▶ [Collected data entries]
_ _ _ _ _ _ _

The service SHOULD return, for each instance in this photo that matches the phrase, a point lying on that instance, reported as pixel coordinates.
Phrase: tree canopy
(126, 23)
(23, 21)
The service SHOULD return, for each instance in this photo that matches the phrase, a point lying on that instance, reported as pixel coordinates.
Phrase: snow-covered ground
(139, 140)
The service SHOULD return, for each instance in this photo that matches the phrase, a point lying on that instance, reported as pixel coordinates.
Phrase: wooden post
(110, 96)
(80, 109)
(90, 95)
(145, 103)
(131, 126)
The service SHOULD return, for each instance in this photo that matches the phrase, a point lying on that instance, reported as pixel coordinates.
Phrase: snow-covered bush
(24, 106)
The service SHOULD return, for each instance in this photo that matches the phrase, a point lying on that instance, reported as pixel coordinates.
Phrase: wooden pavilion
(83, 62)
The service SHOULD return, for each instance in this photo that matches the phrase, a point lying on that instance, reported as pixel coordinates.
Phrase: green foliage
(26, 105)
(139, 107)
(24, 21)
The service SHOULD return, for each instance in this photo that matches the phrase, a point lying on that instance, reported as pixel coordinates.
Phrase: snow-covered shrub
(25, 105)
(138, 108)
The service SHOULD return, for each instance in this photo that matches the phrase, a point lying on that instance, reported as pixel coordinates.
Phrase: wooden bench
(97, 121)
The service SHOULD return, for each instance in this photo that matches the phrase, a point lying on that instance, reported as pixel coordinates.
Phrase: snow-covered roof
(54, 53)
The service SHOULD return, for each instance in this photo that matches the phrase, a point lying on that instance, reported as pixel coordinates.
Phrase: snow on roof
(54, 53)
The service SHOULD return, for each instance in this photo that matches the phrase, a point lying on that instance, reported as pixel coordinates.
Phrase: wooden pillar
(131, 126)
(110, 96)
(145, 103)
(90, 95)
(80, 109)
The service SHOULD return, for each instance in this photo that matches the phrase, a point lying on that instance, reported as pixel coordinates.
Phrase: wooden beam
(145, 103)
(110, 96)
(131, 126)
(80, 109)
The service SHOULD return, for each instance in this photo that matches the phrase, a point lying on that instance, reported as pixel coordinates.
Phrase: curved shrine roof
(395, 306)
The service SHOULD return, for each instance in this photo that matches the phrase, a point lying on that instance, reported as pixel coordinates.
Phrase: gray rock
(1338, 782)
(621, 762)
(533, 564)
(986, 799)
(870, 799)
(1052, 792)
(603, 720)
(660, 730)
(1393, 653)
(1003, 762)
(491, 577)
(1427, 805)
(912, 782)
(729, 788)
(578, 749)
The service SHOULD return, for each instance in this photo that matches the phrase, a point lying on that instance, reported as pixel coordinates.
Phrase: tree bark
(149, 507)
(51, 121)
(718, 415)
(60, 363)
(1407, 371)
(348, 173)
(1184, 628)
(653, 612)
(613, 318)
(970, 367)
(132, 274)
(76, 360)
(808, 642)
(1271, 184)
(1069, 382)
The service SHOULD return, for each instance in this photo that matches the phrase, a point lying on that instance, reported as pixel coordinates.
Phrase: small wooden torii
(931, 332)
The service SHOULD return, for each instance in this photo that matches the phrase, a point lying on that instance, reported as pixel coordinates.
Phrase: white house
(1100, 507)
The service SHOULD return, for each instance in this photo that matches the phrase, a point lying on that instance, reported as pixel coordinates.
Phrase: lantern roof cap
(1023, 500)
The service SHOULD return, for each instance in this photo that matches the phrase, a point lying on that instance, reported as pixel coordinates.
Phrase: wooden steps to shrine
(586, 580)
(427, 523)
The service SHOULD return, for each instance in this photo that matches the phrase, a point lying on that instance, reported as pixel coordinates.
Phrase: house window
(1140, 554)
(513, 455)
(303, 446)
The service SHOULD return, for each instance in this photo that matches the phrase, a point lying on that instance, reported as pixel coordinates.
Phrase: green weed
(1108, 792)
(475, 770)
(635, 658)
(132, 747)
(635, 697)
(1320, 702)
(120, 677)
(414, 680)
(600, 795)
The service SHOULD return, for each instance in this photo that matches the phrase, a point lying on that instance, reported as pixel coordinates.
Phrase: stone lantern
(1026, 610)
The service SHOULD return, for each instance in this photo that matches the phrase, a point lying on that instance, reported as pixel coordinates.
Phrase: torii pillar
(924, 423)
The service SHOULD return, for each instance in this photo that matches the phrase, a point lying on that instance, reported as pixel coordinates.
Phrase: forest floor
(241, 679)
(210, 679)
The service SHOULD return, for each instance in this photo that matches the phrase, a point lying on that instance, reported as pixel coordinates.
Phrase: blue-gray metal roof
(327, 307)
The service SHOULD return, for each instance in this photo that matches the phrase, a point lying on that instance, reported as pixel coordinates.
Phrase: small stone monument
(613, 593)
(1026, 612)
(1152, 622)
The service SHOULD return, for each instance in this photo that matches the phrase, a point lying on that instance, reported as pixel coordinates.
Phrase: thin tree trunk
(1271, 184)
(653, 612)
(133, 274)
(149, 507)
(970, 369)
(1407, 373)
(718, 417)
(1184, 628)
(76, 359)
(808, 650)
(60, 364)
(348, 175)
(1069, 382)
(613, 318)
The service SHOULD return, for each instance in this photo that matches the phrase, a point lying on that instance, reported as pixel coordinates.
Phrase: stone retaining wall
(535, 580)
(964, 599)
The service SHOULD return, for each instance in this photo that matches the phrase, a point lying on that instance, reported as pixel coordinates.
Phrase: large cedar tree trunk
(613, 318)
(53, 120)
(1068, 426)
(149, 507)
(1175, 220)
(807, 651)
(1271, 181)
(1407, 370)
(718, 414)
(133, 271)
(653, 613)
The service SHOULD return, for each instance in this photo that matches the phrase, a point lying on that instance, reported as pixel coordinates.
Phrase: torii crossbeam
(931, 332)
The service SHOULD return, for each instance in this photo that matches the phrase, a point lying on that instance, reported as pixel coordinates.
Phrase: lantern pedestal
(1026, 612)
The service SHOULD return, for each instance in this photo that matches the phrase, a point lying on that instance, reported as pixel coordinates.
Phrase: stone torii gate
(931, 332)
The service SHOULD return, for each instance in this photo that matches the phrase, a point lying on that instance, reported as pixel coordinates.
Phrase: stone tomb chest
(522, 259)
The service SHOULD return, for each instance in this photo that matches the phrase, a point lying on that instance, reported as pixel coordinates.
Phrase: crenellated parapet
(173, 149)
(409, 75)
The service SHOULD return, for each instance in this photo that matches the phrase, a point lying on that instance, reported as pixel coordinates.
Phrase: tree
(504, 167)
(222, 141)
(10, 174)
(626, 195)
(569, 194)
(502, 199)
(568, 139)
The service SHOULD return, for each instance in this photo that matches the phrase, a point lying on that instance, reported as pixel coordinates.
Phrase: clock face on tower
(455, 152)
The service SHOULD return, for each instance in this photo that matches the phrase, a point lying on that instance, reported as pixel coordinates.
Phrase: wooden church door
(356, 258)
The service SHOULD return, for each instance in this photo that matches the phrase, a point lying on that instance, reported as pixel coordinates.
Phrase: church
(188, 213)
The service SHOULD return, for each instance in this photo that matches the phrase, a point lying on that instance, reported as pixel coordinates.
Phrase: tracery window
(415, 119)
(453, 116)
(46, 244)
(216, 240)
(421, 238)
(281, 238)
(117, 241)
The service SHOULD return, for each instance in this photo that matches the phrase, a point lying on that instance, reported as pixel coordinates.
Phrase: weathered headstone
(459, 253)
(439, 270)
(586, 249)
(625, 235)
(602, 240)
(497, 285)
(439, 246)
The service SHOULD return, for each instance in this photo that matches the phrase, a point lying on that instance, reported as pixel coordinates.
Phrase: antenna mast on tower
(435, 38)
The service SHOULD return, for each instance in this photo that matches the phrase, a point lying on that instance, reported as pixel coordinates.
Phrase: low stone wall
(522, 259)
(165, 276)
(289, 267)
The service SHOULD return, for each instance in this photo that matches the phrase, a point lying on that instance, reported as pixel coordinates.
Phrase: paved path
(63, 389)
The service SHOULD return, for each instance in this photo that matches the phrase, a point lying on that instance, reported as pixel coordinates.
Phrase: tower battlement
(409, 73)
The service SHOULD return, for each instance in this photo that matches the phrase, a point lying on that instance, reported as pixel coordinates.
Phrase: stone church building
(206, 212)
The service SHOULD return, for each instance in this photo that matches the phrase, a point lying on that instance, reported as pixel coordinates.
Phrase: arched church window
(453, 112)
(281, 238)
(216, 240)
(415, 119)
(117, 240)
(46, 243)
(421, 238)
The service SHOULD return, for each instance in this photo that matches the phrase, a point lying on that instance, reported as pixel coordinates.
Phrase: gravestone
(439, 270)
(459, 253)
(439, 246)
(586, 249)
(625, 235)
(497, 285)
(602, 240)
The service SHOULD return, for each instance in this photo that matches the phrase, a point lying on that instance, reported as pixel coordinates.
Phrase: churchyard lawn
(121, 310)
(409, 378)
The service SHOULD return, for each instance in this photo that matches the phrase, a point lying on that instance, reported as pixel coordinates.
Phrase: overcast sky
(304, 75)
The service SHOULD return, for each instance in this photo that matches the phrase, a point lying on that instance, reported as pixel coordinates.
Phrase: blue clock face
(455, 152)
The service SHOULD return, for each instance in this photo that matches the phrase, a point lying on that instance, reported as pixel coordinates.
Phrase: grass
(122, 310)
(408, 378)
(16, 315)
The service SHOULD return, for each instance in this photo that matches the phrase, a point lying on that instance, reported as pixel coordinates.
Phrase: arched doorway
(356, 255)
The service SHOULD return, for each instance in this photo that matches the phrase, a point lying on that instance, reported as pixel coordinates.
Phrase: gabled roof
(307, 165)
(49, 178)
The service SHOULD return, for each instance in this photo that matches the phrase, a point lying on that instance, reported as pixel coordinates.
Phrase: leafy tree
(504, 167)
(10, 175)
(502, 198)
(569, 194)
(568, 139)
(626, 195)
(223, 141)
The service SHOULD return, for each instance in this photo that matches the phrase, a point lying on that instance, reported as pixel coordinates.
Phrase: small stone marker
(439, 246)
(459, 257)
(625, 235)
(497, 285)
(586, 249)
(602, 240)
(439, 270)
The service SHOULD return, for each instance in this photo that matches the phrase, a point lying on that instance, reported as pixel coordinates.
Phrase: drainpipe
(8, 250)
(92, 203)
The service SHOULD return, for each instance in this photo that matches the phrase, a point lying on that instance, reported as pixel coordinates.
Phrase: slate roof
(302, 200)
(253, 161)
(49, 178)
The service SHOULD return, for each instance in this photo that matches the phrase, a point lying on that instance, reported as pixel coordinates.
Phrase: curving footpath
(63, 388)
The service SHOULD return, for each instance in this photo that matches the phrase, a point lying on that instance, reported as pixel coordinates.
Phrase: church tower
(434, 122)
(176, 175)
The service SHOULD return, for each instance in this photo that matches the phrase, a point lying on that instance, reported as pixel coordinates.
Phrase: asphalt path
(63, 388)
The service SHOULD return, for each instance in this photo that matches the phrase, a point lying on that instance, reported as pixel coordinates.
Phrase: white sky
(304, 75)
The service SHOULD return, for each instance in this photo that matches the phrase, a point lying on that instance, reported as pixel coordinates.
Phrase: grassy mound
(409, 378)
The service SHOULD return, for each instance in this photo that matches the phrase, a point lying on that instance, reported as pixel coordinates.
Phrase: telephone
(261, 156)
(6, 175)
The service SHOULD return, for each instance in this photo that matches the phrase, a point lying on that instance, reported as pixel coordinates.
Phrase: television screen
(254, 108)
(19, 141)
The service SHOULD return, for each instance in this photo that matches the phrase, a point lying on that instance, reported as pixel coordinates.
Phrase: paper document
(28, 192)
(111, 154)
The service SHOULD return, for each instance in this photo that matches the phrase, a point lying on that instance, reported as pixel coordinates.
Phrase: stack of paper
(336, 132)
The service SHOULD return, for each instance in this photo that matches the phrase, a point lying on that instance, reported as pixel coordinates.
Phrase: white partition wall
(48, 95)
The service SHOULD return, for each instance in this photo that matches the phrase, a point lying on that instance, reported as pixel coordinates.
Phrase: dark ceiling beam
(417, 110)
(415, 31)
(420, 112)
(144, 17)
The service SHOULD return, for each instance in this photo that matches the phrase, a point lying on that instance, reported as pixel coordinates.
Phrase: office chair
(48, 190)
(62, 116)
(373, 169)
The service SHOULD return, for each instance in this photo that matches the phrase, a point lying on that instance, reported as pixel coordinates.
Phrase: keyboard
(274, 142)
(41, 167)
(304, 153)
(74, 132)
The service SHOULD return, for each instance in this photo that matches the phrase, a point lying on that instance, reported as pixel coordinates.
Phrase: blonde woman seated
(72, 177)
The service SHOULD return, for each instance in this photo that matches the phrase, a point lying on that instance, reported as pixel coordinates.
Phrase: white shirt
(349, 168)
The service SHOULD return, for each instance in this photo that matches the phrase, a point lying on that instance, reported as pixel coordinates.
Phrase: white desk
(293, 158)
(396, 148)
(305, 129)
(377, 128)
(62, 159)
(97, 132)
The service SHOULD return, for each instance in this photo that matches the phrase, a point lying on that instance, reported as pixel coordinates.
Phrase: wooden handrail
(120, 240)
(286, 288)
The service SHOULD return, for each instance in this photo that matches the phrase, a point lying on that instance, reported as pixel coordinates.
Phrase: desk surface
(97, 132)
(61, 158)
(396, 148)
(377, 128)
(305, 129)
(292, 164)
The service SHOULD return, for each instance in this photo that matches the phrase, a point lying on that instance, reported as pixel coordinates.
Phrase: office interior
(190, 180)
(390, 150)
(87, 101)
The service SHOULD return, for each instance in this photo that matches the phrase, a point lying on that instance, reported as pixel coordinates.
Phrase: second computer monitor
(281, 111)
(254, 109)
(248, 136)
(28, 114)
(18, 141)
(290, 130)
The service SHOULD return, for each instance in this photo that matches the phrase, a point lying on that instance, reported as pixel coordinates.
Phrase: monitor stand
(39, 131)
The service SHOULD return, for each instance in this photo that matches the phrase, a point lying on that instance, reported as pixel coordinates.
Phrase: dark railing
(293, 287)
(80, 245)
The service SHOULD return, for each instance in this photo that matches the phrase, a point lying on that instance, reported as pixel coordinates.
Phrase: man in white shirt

_ _ _ _ _ _ _

▶ [EXERCISE OBJECTIVE] Pick out every line in the entries above that contains the word "desk", and copy each one. Case counts.

▶ [CORRECT RESPONSE]
Phrase: white desk
Phrase: desk surface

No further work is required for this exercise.